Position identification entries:
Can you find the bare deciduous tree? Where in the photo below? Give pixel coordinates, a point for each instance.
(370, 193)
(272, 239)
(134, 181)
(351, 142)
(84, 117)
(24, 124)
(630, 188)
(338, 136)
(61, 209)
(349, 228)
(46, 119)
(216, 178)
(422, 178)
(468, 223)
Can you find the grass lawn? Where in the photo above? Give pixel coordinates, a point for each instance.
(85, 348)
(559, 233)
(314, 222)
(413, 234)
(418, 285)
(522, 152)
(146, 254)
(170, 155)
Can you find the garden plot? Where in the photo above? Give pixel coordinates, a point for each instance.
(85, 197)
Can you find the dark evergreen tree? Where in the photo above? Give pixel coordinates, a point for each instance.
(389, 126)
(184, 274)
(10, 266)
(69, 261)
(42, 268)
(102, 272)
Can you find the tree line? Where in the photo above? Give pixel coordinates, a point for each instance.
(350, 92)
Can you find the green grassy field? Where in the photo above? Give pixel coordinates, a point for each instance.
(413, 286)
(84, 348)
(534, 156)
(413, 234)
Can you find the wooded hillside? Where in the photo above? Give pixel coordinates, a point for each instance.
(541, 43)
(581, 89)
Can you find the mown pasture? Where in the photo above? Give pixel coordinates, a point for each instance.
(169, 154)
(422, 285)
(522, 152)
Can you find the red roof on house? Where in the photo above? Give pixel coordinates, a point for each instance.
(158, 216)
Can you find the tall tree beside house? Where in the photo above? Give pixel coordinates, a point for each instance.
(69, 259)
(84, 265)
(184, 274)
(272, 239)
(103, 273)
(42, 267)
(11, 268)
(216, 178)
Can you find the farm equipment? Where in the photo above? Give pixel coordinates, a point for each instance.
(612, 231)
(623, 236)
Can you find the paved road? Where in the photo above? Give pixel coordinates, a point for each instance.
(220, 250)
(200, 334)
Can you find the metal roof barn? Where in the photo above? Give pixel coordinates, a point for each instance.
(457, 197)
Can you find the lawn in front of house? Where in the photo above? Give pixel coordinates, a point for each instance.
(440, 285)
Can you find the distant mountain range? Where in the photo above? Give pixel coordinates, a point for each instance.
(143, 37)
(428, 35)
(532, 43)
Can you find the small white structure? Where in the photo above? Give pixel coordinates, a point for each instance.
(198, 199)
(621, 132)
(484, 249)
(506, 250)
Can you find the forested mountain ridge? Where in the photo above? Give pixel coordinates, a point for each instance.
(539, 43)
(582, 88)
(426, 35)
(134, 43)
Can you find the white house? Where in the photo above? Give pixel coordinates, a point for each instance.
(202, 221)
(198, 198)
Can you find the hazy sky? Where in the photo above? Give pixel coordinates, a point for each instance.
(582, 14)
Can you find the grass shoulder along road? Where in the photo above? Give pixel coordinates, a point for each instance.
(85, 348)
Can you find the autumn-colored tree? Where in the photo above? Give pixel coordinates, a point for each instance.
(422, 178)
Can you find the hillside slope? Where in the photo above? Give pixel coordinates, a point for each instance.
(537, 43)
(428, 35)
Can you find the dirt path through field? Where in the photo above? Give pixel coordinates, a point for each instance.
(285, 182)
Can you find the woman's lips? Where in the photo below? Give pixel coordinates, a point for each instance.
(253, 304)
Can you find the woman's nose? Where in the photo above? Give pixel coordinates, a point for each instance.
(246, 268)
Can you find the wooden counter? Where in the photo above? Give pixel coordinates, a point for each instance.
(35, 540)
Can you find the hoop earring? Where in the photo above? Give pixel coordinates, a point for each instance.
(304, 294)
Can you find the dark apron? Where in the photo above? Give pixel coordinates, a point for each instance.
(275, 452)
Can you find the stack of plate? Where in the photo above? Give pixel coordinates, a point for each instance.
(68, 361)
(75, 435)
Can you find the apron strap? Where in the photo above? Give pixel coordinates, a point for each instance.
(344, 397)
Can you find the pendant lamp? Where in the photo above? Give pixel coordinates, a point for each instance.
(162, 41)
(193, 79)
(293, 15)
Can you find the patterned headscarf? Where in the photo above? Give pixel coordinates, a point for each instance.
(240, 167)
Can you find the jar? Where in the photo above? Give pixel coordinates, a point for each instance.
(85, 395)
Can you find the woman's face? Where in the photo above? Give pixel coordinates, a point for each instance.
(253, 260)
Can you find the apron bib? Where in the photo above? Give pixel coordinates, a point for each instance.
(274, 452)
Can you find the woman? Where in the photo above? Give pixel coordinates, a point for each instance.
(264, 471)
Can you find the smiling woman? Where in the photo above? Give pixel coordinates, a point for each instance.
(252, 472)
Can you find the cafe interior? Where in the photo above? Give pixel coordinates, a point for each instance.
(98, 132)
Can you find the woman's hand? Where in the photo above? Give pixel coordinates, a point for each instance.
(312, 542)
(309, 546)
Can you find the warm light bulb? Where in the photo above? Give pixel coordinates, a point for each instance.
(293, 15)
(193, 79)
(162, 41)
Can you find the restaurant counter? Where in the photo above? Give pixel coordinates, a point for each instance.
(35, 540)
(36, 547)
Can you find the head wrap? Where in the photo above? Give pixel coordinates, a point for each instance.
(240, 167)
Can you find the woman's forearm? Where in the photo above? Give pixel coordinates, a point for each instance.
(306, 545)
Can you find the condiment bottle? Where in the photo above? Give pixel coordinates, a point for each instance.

*Direction*. Can you rewrite the entries from the line containing "Can you find the head" through the end of the entries, with "condiment bottle" changed to "salt shaker" and nothing else altered?

*Output for this exercise*.
Can you find the head wrap? Where in the photo above? Give pixel coordinates, a point for each instance.
(240, 167)
Can you find the woman's forearm? Where in the photo above? Give pixel coordinates, a point for each instance.
(306, 545)
Can you find the salt shaker? Where in the photo above? Give pixel coordinates, a point for each instance.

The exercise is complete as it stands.